Object location annotation data:

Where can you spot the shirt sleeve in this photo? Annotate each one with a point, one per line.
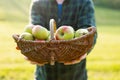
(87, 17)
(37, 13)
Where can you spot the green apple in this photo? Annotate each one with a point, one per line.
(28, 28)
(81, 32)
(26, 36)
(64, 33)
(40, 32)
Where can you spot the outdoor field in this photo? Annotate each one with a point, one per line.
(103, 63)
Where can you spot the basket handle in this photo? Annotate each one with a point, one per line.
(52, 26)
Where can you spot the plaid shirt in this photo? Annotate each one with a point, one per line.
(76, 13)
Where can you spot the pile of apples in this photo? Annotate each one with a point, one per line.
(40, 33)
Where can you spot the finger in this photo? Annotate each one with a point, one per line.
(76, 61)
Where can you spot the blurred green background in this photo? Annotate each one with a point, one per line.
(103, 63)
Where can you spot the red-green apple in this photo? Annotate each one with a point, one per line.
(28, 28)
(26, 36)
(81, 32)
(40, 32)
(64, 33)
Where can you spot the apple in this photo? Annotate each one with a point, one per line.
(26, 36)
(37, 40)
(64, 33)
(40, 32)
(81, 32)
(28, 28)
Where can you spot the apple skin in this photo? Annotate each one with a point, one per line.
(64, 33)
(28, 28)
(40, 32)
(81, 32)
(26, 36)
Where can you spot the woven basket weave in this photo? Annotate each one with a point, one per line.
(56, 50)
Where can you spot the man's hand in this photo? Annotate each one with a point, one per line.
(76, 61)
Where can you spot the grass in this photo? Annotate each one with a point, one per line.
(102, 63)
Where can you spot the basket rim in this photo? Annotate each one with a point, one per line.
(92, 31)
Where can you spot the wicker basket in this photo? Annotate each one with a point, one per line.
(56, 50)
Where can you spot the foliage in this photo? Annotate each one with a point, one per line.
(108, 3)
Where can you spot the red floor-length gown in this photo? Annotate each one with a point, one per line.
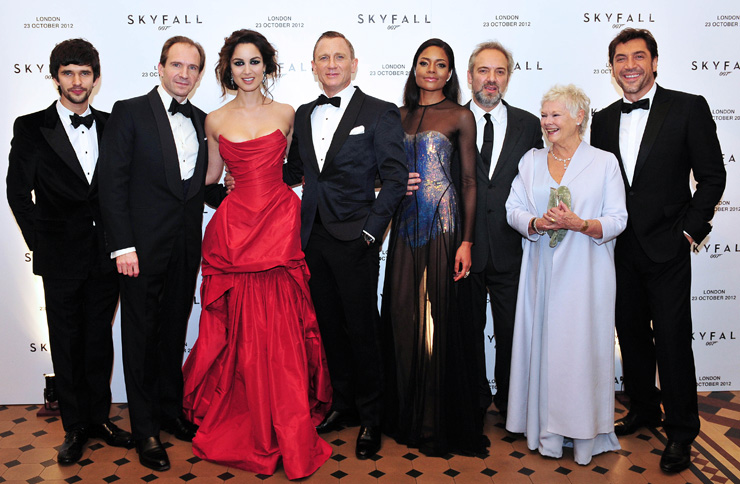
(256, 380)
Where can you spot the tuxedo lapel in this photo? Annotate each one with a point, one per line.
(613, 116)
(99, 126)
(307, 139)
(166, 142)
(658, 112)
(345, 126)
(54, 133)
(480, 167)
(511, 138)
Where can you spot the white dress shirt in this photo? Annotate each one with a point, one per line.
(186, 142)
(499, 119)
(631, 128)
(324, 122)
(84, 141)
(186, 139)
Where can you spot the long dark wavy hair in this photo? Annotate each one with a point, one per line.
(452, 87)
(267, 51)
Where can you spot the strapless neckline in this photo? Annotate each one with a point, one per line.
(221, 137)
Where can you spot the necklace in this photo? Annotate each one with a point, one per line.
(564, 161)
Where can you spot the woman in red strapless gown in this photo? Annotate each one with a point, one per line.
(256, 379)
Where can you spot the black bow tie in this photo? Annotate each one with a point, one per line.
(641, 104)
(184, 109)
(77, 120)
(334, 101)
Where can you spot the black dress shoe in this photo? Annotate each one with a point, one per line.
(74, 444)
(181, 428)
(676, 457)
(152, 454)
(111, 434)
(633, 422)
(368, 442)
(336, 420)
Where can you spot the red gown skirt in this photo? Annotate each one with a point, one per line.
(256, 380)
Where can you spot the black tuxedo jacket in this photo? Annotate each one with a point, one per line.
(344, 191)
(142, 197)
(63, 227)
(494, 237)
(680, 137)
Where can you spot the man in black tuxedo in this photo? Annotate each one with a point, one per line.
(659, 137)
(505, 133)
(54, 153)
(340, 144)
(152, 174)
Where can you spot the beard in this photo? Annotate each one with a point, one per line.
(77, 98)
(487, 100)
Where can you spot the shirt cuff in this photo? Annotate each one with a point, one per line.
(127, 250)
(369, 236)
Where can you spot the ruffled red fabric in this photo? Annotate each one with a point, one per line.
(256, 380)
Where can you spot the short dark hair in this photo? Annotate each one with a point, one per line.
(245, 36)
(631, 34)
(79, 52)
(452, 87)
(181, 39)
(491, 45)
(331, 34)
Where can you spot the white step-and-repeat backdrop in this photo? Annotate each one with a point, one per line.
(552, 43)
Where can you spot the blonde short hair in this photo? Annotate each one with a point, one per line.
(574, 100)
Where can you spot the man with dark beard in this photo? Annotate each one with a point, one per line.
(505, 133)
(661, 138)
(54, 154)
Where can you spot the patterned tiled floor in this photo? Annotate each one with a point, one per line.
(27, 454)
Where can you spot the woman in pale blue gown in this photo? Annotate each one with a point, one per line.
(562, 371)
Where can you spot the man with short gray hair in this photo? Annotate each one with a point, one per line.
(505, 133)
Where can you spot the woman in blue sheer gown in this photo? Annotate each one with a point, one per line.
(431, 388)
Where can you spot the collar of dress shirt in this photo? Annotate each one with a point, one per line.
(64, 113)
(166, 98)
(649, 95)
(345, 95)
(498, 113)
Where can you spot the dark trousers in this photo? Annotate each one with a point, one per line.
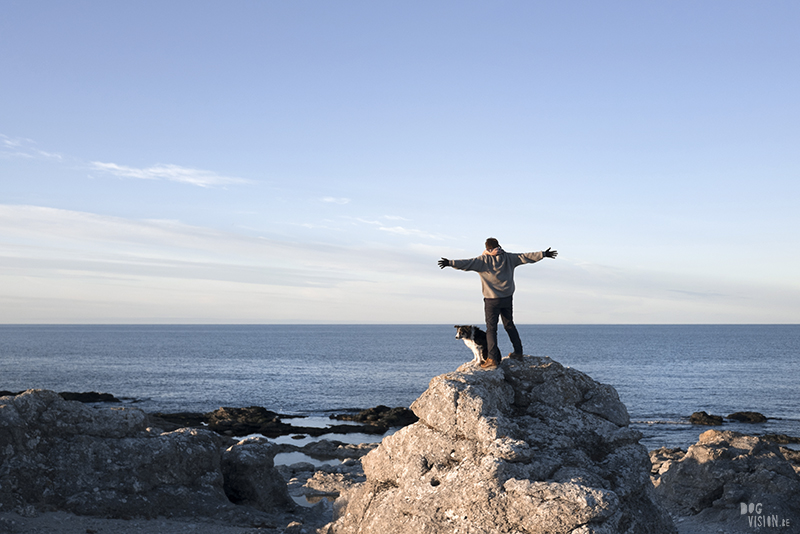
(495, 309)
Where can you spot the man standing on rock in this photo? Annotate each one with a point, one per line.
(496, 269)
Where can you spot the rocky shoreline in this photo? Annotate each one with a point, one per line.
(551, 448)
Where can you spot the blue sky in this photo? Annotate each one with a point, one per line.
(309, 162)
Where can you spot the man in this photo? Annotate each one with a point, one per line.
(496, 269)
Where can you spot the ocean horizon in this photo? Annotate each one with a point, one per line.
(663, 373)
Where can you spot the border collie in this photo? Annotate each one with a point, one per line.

What is being asked:
Transcribe all of the rows above word for word, omitting the pictures.

Answer for the task:
Where can you spot the shirt sleeve in this photo? Annotate each one with a point, one per line.
(87, 17)
(37, 13)
Where can you spot the green apple in this photo? Annotate each one with a point, one per line.
(28, 28)
(81, 32)
(26, 36)
(64, 33)
(40, 32)
Where can you spot the outdoor field in this photo? Annotate each one with a point, one per line.
(103, 63)
Where can you spot the basket handle in this photo? Annotate each one with a point, one per line.
(52, 26)
Where can you spot the plaid shirt in this photo? Annotate each one with a point, one per line.
(76, 13)
Where can you spot the pile of apples in this photo? Annotate each one with a point, one per line.
(40, 33)
Where can you spot the finger in this photo? Annotate each one with a point, one per line.
(76, 61)
Where can you spot the blurred green background in this photo? Annotate each one with a point, one per line.
(103, 63)
Where can you spot the red-green apple in this photo? Annotate each one with a point, one per line.
(28, 28)
(26, 36)
(81, 32)
(40, 32)
(64, 33)
Where can you spot the apple in this photo? Annotate each one with a point, one per line.
(26, 36)
(37, 40)
(64, 33)
(40, 32)
(81, 32)
(28, 28)
Where can you spot the apple skin in this photo? Annotate each one with a point, one per line.
(64, 33)
(28, 28)
(40, 32)
(81, 32)
(26, 36)
Where can you spot the woven basket weave in this photo? Annotate each one with a point, one per line.
(56, 50)
Where can you spot the man's hand in this photo? Annotate each one with a point, one per line.
(76, 61)
Where can you spot the grass in this photo? Annotate each one with a point, one per line.
(102, 63)
Where can you spot the basket rim in this photo? Annotate each one with a point, one per line.
(92, 31)
Where can you spot the wicker basket in this photo? Annotate each one with a point, one per line.
(56, 50)
Where can you spot the foliage in this photo? Annotate each one with a point, one per line.
(108, 3)
Where can you spot the red floor-length gown in this photo? Annotate each one with a point, one per line.
(256, 380)
Where can you spot the tuxedo lapel in this photo? Annotate each one with a point, one per line.
(613, 116)
(99, 126)
(307, 139)
(166, 142)
(658, 112)
(345, 126)
(54, 133)
(480, 167)
(511, 138)
Where can you spot the white dress shirt in this photo? Annotate each one with a point, one per line.
(186, 142)
(499, 119)
(631, 128)
(324, 122)
(84, 141)
(186, 139)
Where can you spot the long dark wavy hair in this photo? Annotate each one with a point, one per line.
(452, 87)
(267, 51)
Where can you spot the strapless neckline in this photo? Annotate each one with a point, one per line.
(221, 137)
Where can you spot the necklace in this photo? Annotate each one with a point, one per line.
(564, 161)
Where can you spot the woman in red strapless gown in this photo? Annotate each one with a point, one per line.
(256, 379)
Where can you spot the black bow tie in this photo? Annotate each one with a point, one per line.
(641, 104)
(184, 109)
(77, 120)
(334, 101)
Where can you spot the black dress shoe in this photo? Annotate each one with a point, one per line.
(74, 444)
(181, 428)
(676, 457)
(152, 454)
(111, 434)
(633, 422)
(368, 442)
(336, 420)
Where can you spot the red gown skirt in this photo? Annotate each one with a point, one per line.
(256, 380)
Where can you spot the black tuxedo jacket in this photo? Annotate each one with a point, one per line.
(344, 191)
(142, 197)
(63, 227)
(494, 237)
(680, 137)
Where can you spot the man in black tuxedo in this photo? Annotate each one with a point, one per line.
(659, 137)
(505, 133)
(54, 153)
(340, 144)
(152, 174)
Where can you spot the beard in this photo? Annotate each one with a point, one per line.
(77, 98)
(487, 100)
Where can you spot the shirt cuff in this photo? Annotate each one with a point, one per line.
(127, 250)
(369, 236)
Where can you spot the ruffled red fabric in this photo? Annotate each one with a point, one per line.
(256, 380)
Where can you spot the short dark hair in this photo? Annotate each one with a point, one per line.
(245, 36)
(631, 34)
(79, 52)
(452, 87)
(181, 39)
(491, 45)
(331, 34)
Where can you spot the white step-and-repeat backdrop in this photo? Annotate each one with a point, one per line.
(552, 43)
Where can you spot the blonde short hair in this photo? Annotate each one with a point, one per line.
(574, 100)
Where can you spot the man with dark beard in this photo? Annotate each one with a point, one per line.
(505, 133)
(661, 138)
(54, 154)
Where can you spot the patterned tiled floor in this photo? Annotate each one with a point, one per line.
(27, 454)
Where can you spot the woman in pale blue gown in this photo? Annotate each one with a point, one per line.
(562, 371)
Where can you spot the man with short gray hair in this photo? Annotate each one with a point, one per line.
(505, 133)
Where can you spot the woman in blue sheer gown in this photo? Annotate each one with a point, one per line.
(431, 388)
Where can you spot the collar of dress shirt in this photo? Annotate each one with a point, one per line.
(64, 113)
(166, 98)
(649, 95)
(345, 95)
(498, 113)
Where can you spot the dark trousers in this photo? Annotate each one with a point, one per line.
(495, 309)
Where can you spot the man standing on rock in this photo? Annotate each one with a point, one per line.
(496, 269)
Where can you spot the rocky shoreline in this photo? Annotate each one with a point, one per line.
(551, 448)
Where can you spot the blue sky in this photo? Annotate each one with a point, one per line.
(309, 162)
Where can you spot the man in this photo? Annotate each one with a point, one per line.
(496, 269)
Where can you spot the ocean horizon in this photo? Annotate each one with a point, one per line.
(663, 373)
Where can you spot the border collie in this photo? Annotate each one with a point, one per line.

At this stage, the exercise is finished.